Snipping away at colon cancer

Jada Williamson (foreground, from left), Angela Gibbs (in chair), Miguel Mayfield, Shaniqua Footman, Shelia Pierce, Aiasha Fleurantin (partially visible), Nykeshia Footman and Torri Hammond gathered in Mayfield's Fulfillment Salon Day Spa in North Charles

A woman shares more with her hairstylist than the natural color of her hair. Health and family are frequent topics of conversation in salons.

That's why black beauty salons and barbershops in South Carolina may become the front line for health education about screening for colon cancer, a disease that disproportionately affects blacks.

"Barbershops and salons are the cornerstone of our community," said Tia Brewer-Footman, co-owner of FB Enterprises, a member of the alliance spearheading the awareness effort. "Women and men speak freely, beyond the topic of hairstyles. We talk about our lives and often confide about our health or the health of our loved ones."

The S.C. Cancer Alliance, the American Cancer Society, the University of South Carolina Center for Colon Cancer Research, S.C. Gastroenterology Association and FB Enterprises, publisher of the black women's beauty magazine hair etc., launched the statewide program called Shop Talk: Keep it Movin'.

In about six months, stylists will begin training to learn how to educate clients about colon cancer screening.

Dr. Frank Berger, director of the USC research center, said that every day six families in South Carolina learn a loved one is affected, and two people die.

That adds up to about 2,230 people in the state who will be diagnosed with colon cancer, according to an estimate from the American Cancer Society. And nearly 800 people will die from the disease.

» Entries provided:
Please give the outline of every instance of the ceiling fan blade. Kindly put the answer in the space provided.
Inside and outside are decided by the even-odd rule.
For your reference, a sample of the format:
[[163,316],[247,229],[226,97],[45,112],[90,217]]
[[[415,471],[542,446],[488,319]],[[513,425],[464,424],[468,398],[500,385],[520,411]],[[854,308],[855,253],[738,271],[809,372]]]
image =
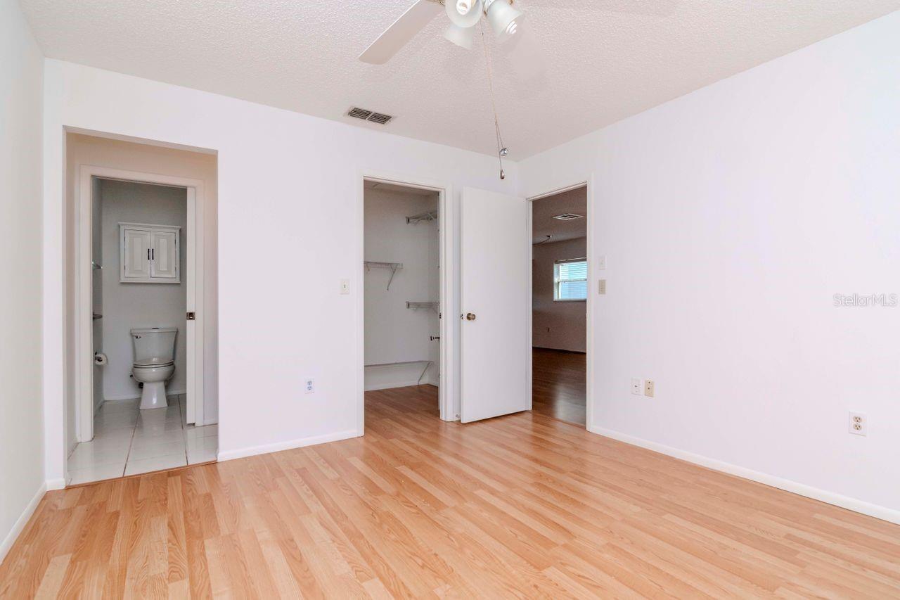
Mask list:
[[443,11],[444,6],[435,0],[418,0],[359,55],[359,59],[383,65]]

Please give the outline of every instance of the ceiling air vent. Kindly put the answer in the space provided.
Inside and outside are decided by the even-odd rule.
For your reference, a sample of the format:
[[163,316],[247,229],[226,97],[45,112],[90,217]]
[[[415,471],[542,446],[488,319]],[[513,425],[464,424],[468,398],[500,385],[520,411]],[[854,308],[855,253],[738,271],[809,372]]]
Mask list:
[[346,115],[351,116],[354,119],[362,119],[363,121],[370,121],[372,123],[377,123],[379,125],[383,125],[393,118],[390,114],[382,114],[382,113],[373,113],[372,111],[365,110],[364,108],[359,108],[358,106],[354,106],[349,111],[347,111]]

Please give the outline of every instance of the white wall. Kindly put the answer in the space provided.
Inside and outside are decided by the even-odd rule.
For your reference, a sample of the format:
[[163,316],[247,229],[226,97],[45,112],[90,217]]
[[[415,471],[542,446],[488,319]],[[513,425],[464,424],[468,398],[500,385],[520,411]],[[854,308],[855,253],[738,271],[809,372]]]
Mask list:
[[[218,151],[224,458],[359,432],[364,171],[447,185],[452,204],[464,186],[516,189],[515,164],[500,181],[496,158],[473,152],[58,60],[45,62],[45,78],[50,477],[63,470],[63,386],[55,374],[66,306],[64,127]],[[454,228],[459,215],[451,215]],[[348,295],[339,294],[341,278],[351,279]],[[458,299],[454,305],[458,314]],[[313,395],[301,390],[307,377],[316,379]]]
[[44,489],[41,86],[18,3],[0,0],[0,561]]
[[123,400],[140,396],[131,377],[134,364],[130,331],[135,327],[176,327],[175,374],[167,394],[184,394],[187,335],[184,331],[186,253],[180,252],[180,283],[122,283],[120,223],[181,227],[179,247],[184,250],[187,231],[187,190],[101,179],[104,246],[104,398]]
[[586,238],[532,246],[532,346],[586,351],[587,306],[584,302],[554,302],[554,263],[586,257],[587,251]]
[[898,58],[894,13],[519,165],[593,175],[590,427],[900,519],[900,307],[832,305],[900,293]]
[[[57,128],[57,130],[61,131],[60,128]],[[51,137],[56,139],[56,136]],[[216,237],[218,233],[216,221],[218,205],[218,176],[216,172],[217,158],[215,154],[210,152],[185,151],[184,150],[162,148],[148,144],[138,144],[121,140],[111,140],[89,135],[81,135],[77,133],[68,133],[65,135],[65,140],[66,144],[63,150],[66,151],[67,185],[65,206],[67,207],[75,206],[76,205],[75,190],[77,186],[78,168],[81,165],[94,165],[143,173],[158,173],[171,177],[198,179],[203,182],[203,191],[205,195],[205,223],[203,228],[203,303],[206,310],[206,323],[203,328],[203,408],[206,422],[216,423],[219,415],[219,335],[217,305],[219,273],[218,241]],[[68,254],[67,257],[74,256],[75,253],[75,213],[76,211],[74,209],[67,211],[68,218],[66,220],[65,226],[67,232],[69,232],[69,233],[68,237],[66,239],[66,244],[70,247],[71,252],[71,254]],[[45,226],[47,226],[46,223]],[[118,252],[118,238],[116,239],[114,248],[110,247],[111,243],[111,241],[105,242],[104,244],[104,250]],[[50,256],[54,256],[55,250],[48,250],[48,252]],[[116,264],[119,262],[118,254],[115,257],[115,262]],[[53,265],[53,268],[55,269],[58,269],[60,265],[58,261]],[[68,270],[71,271],[74,269]],[[104,273],[104,278],[108,278],[111,271],[110,269],[105,269]],[[45,283],[45,286],[46,285],[50,284]],[[74,287],[74,277],[71,279],[67,277],[67,285],[70,285]],[[118,279],[114,280],[114,284],[110,281],[106,281],[104,285],[104,286],[112,285],[118,286]],[[129,285],[142,286],[138,284]],[[68,298],[70,298],[69,302],[66,305],[69,309],[72,308],[72,303],[74,303],[74,289],[72,291],[72,296],[67,295]],[[104,314],[104,319],[101,321],[107,321],[105,314]],[[55,314],[48,312],[45,314],[45,318],[54,318],[54,315]],[[73,323],[74,326],[74,314],[68,316],[70,317],[68,321]],[[49,325],[45,323],[45,326]],[[59,327],[60,325],[55,326]],[[184,321],[179,322],[178,327],[179,330],[184,330]],[[48,330],[48,334],[53,333],[52,330]],[[186,340],[186,336],[179,335],[179,337],[182,339],[181,341],[184,341]],[[130,339],[128,339],[127,342],[130,344]],[[128,347],[128,351],[131,351],[130,346]],[[184,353],[179,352],[179,355],[184,356]],[[45,360],[47,359],[49,359],[49,357],[45,357]],[[72,363],[72,368],[74,368],[74,353],[70,357],[70,360]],[[184,368],[180,369],[176,368],[176,373],[181,371],[184,374],[184,370],[185,369]],[[52,377],[52,375],[45,373],[45,377]],[[182,388],[184,386],[182,386]],[[65,385],[65,389],[66,397],[68,398],[67,402],[73,406],[73,408],[68,412],[67,419],[70,422],[70,423],[68,424],[67,428],[71,429],[71,431],[74,432],[74,377],[72,377],[71,382]],[[48,414],[50,414],[50,409],[48,409]],[[49,422],[48,426],[51,427],[52,423]],[[48,440],[52,441],[51,434],[48,433],[47,437]]]
[[[365,364],[431,360],[422,383],[438,385],[440,345],[429,336],[440,335],[437,313],[410,310],[407,301],[439,299],[437,221],[407,223],[406,217],[437,210],[437,194],[423,196],[396,191],[366,189],[364,195],[364,257],[366,260],[400,262],[387,289],[391,271],[364,273]],[[415,385],[425,365],[397,365],[365,369],[365,389]]]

» Your objective:
Continue the article about the colon cancer screening program in South Carolina salons and barbershops, starting after its final sentence and ignoring the data.

» Response to the task:
Black people are more likely to die of colon cancer than any other group, according to Centers for Disease Control

and Prevention.

No one is sure why the rates are disproportionate said Virginie Daguise,

an epidemiologist with the S.C. Department of Health and Environmental Control.

Berger said a complex set of factors may be to blame. Awareness, education, economics and genetics are a few of the variables at work, he said.

When colon cancer is detected early and treated, the five-year survival rate is 90 percent, according to the CDC. If everyone age 50 or older was regularly screened, the center estimates that as many as 60 percent of deaths from colon cancer could be prevented.

"You are the centerpiece for disseminating health information," Brewer-Footman told the stylists gathered at Fulfillment Salon Day Spa on Ashley Phosphate Road in North Charleston to learn about the program.

Kim Jackson, a stylist at Divine Beauty Hair Salon, lost her grandmother in 1989 to colon cancer. She said she looks forward to sharing what she's learned with clients.

"Lots of people don't get to their doctors as often as they should, but they'll take care of their hair," Jackson said.

Getting screened

People should begin colon cancer screening at age 50, unless there is a high risk at a younger age. There are four main types of screenings:

-- Fecal occult blood test, which checks for hidden blood in three consecutive stool samples, should be administered every year.

-- Flexible sigmoidoscopy, where physicians use a flexible, lighted tube (sigmoidoscope) to inspect visually the interior walls of the rectum and part of the colon, should be administered every five years.

-- Double-contrast barium enema, a test that uses a series of X-rays of the colon and rectum (taken after the patient is given an enema containing barium dye followed by an injection of air in the lower bowel), should be administered every five years.

-- Colonoscopy, where physicians use a flexible, lighted tube (colonoscope) to inspect visually the interior walls of the rectum and the entire colon, should be administered every 10 years.